Denisonians in Health Professions: Art Therapy

A path to health professions: art therapy - michelle-chavez-241x300.png image #0

Michelle Chavez ’07 (Oldford)

Role:  Art Therapist

Graduate School attended: Adler University, 2010 graduate

Fun Fact: I grew up on a horse farm. 

Describe the process you went through to select your career path: what impacted your decision? 
When I graduated from Denison I had no idea what I wanted to do as a career.  I knew that I wanted to work with children, and that I loved art, so I used that as a starting point.  I looked into different career options and stumbled upon art therapy.  Art therapy seemed like a perfect way to combine my interests in psychology and medicine with my love of art.  Even though it was unplanned, I had almost all the courses necessary to pursue the Master’s Degree required to be an art therapist. 

As I moved through my graduate work and narrowed my interest field, I was drawn to working in the medical environment.  Art therapists practice anywhere that psychological services are offered, and I was drawn to the unique needs of pediatric patients undergoing hospitalized treatments.
= = = =
EXERCISE PROMPT -> According to the art therapy profile, which graduate school did Michelle Chavez attend, and in what year did she graduate?

Stored data ->
= = = =
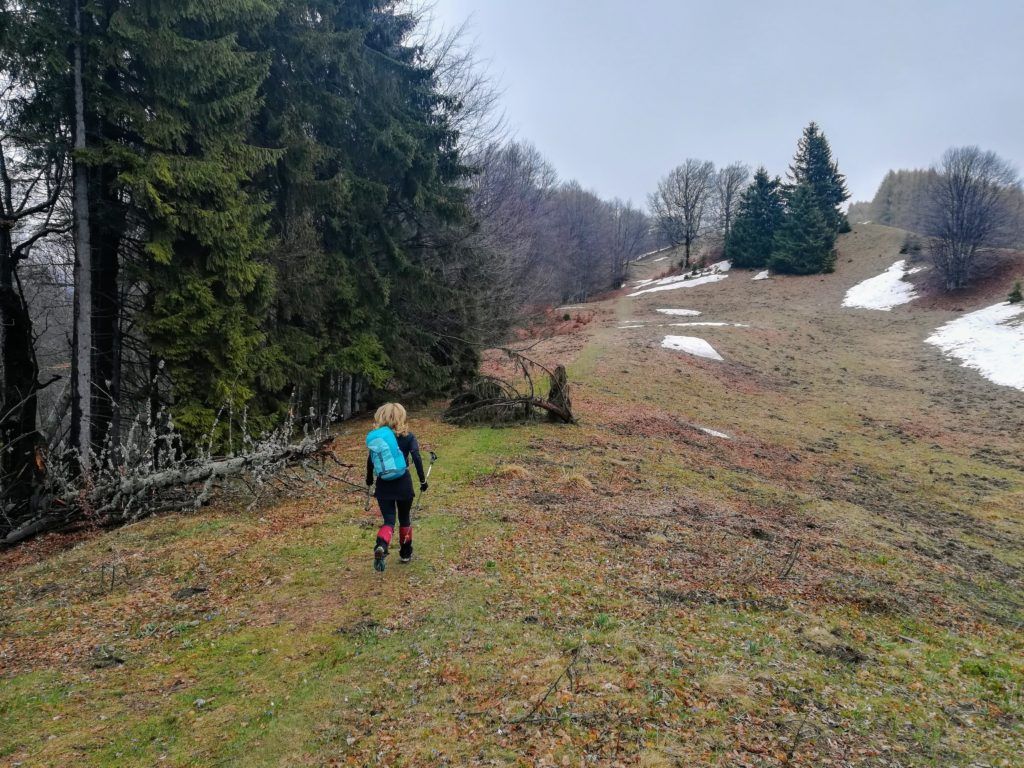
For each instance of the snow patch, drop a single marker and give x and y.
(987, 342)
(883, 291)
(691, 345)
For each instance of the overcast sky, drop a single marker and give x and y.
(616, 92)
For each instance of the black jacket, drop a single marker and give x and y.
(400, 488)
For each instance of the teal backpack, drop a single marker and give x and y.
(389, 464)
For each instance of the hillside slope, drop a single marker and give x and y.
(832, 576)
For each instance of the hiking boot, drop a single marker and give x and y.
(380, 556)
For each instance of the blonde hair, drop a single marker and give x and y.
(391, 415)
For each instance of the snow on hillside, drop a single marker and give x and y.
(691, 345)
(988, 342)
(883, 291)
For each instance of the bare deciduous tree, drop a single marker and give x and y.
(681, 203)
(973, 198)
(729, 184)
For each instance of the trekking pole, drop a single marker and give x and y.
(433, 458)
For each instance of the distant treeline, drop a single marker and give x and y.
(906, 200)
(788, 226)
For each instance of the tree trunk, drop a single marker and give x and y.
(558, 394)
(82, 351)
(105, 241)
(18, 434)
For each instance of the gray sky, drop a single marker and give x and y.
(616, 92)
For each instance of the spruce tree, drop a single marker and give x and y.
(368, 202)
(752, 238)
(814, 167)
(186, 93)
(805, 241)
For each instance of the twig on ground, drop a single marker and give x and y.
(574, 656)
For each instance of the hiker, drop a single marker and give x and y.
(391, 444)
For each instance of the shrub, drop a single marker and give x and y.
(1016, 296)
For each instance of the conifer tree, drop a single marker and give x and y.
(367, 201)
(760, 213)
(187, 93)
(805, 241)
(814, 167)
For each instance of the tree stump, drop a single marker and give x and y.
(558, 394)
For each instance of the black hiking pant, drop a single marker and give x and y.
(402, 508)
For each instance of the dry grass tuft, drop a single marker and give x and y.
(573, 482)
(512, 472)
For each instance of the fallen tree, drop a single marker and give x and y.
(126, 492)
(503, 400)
= = = =
ANSWER SECTION -> She attended Adler University and graduated in 2010.